:: Task objective ::
List each line in the records below that contains the word "smartphone".

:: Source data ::
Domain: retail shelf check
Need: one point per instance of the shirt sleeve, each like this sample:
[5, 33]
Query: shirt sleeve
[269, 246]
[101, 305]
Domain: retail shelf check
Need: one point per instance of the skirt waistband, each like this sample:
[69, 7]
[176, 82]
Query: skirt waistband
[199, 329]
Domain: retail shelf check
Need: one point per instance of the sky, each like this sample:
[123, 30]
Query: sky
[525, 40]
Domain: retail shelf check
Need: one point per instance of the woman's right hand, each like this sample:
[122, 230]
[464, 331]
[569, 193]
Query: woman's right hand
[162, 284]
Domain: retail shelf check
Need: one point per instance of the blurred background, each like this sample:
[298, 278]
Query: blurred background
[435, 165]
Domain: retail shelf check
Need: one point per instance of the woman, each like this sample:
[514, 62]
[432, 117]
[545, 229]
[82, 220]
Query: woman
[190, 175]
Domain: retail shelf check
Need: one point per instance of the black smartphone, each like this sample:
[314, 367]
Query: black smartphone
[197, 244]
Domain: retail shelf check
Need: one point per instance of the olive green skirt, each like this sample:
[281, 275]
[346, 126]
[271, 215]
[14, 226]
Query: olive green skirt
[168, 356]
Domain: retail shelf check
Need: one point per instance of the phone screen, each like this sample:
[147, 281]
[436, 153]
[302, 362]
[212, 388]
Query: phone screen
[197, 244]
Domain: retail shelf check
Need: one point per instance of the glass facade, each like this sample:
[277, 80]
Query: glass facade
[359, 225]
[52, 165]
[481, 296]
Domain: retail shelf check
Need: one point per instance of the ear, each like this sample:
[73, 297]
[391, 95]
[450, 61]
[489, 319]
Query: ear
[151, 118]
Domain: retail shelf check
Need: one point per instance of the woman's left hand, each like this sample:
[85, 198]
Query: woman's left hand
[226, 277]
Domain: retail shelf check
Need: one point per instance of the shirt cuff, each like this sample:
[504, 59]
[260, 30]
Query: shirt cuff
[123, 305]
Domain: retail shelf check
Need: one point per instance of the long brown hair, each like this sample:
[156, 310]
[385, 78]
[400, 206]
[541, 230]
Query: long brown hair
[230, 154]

:: Written answer ::
Need: one point per instance of the black smartphone, each like this sample:
Query: black smartphone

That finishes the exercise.